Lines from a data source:
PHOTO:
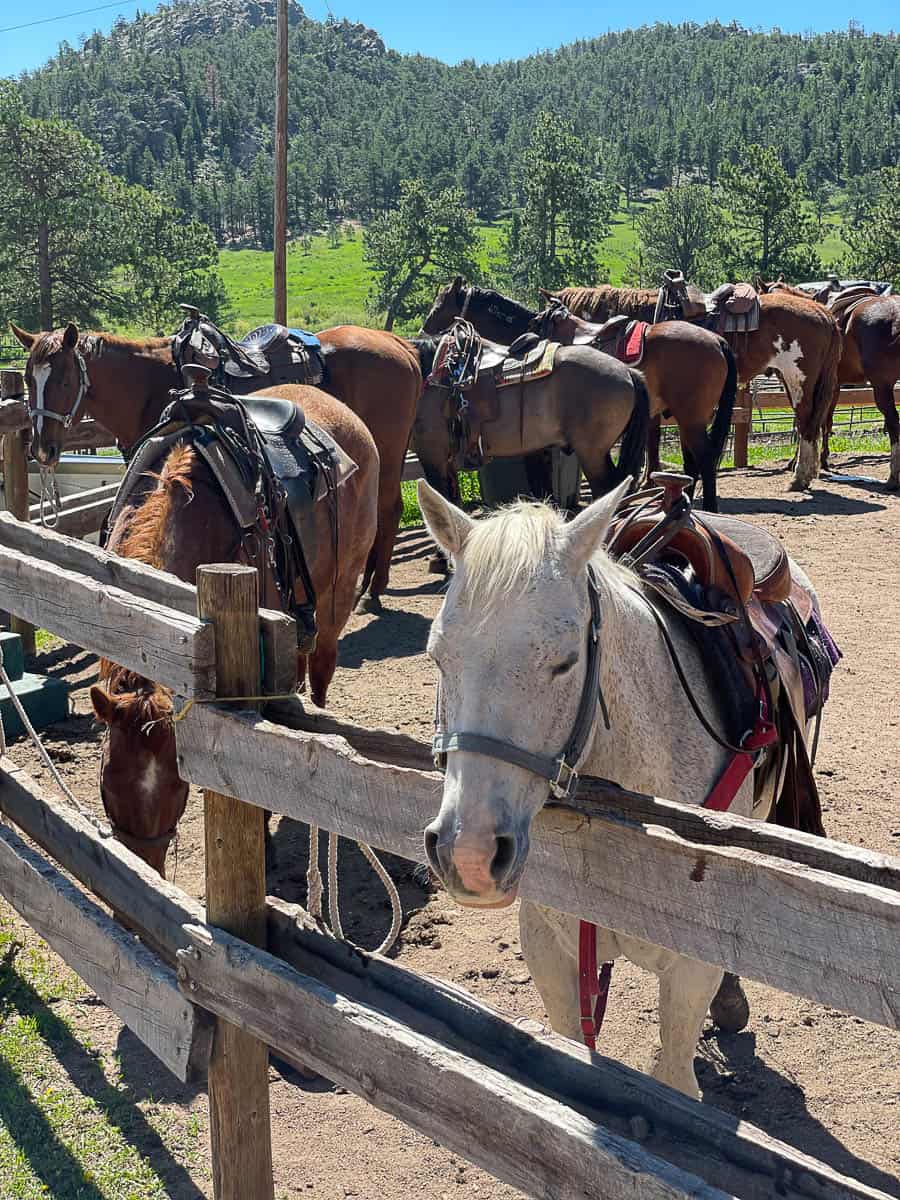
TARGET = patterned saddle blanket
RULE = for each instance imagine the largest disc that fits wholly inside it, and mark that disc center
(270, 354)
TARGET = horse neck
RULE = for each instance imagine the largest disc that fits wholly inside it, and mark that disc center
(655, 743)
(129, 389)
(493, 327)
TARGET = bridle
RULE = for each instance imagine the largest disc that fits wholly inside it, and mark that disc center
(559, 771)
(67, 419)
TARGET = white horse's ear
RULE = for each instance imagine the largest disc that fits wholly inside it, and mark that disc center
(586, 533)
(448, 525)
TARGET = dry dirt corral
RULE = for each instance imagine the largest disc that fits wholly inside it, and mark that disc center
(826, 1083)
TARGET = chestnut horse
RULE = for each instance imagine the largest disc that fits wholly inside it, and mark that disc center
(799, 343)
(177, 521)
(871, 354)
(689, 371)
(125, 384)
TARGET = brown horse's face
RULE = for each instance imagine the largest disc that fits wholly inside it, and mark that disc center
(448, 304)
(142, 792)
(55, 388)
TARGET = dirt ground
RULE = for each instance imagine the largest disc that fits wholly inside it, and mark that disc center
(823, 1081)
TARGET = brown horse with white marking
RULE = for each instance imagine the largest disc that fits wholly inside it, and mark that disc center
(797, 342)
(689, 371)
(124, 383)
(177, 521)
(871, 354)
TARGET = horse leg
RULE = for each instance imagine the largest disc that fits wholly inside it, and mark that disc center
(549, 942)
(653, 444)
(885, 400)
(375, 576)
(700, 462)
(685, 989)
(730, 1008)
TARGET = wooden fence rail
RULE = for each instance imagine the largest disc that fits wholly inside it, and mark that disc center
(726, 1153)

◆ **Written task**:
Replace "dirt ground" with "sandy ground" in all of the lines above and keep everything else the same. Leave the pictures out of your answer.

◆ **Expected output**:
PHOTO:
TARGET = patterned saddle blanket
RULE = for each instance imagine the largest disc that fits wholly inside it, and mark that disc center
(270, 354)
TARGET = horse neck
RULE = for each instance imagine the largest disc that fits wholly inside it, and mark that disc center
(655, 743)
(129, 389)
(493, 327)
TARGET = bridle
RULE = for each instance imagine the largest disc that fits wholly inside it, and mark that disc center
(559, 771)
(67, 419)
TARGET = white horse's ear
RULE = for each instance imagine the largest disc that fits wholly inside it, and mark that disc center
(586, 533)
(448, 525)
TARGET = dry dirt corral
RULE = for each instance imagine the largest disc that fits wholly inside it, and mark that disc center
(826, 1083)
TARGET = chestnut horse
RULE = for each instance imagine the largest disc that fits wholly inside it, and mark that disc center
(799, 343)
(177, 521)
(871, 354)
(689, 371)
(125, 384)
TARGET = brown horse's face
RULE = for each instance imagine the largest disc that fits wholly inside it, and mark that disc center
(448, 304)
(142, 792)
(55, 388)
TARGET = sandy ground
RULE = for each instance imagine the largest disc that fits wholly inside it, and mark that disc center
(823, 1081)
TARGET = brown horse with white marking
RULE = for each instance imagine the largest disc that fits wholly inside it, and mark that disc center
(797, 342)
(689, 371)
(124, 383)
(177, 521)
(871, 354)
TARGET = horse leg
RULE = for each instance imagine the largest disc that fits wholly inside it, and mark that disc center
(549, 942)
(653, 444)
(885, 400)
(375, 576)
(700, 462)
(685, 989)
(730, 1008)
TARGET = wooden fence rail
RULE = for each instance imagine the largest disc that fits wholly inside it, and mark that disc center
(726, 1153)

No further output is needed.